● Page text:
=-=-=

Another common mistake I see is a tendency to be overly optimistic, without considering all the things that could go wrong.
In my profession, I’ve seen time and again what can go wrong with businesses, investments, and partnerships. Of course, when an investor is at the start of something, they want to focus on the positive. They want to believe that a business partnership is unbreakable, or that a country will never experience turbulence.
It’s hard to really commit to an idea without that optimism. But it’s important for someone – usually a lawyer – to ask “what if?”.
And finally, I think it’s a mistake not to consider the entire lifecycle of an investment. In doing so, they can identify the tools and mechanisms they need to protect their investments in the future.
3. How can changes on a personal level affect how an investor (and their investments) are protected?
Think of navigating international law like piloting a ship.

=-=-=

● Study material:

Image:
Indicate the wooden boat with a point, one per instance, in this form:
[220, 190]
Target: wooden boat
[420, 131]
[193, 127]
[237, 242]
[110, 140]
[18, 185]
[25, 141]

=-=-=

● Exercise set:
1 > From the investment text, list the things the speaker says they have seen go wrong in their profession.
2 > Answer these questions from the investment text:
(a) Who, according to the text, is usually the one to ask "what if?"?
(b) What does the text compare navigating international law to?
(c) What does the text say investors should consider the entire lifecycle of?
3 > Continue the investment text from its final sentence.

● Answers given:
1 >
businesses
investments
partnerships

2 >
(a) A lawyer.
(b) Piloting a ship.
(c) An investment.

3 >
The most important question is usually: what’s your flag, what’s your nationality? Nationality is an important concept. Where you were born, what citizenship you bear. Individuals – and companies – can give up existing nationalities, or acquire new ones.
These concepts are the heart of my work, as they determine what rights an individual or company might have under international law.
If an investor wishes to change their nationality, it’s very important that they use this time to seek advice.
It’s important to realise the consequences that any change in nationality can have on a range of different areas.
In my experience, investors don’t always realise how complex this can be. They will look at the immigration and tax perspective, but won’t always consider what it means for the protection of their investments and assets.
4. What are the practical tools that a wealth owner can use to protect their investments?
I think an investor should approach this in two phases: first, mapping the potential risks, and second, finding the tools to mitigate those risks. Ultimately, it’s important to take a long-term view – and to consider all of the risks that might come into play, across both the lifecycle of an investment, and the areas of political, economic, and legal risk.
In the mapping phase, I’d recommend that an investor steps back and thinks about the scope and scale of risks they might face. That goes back to the point I made about the interplay between commercial, legal, and political risks.
For example, they might consider:
- What are the key risks facing their investment?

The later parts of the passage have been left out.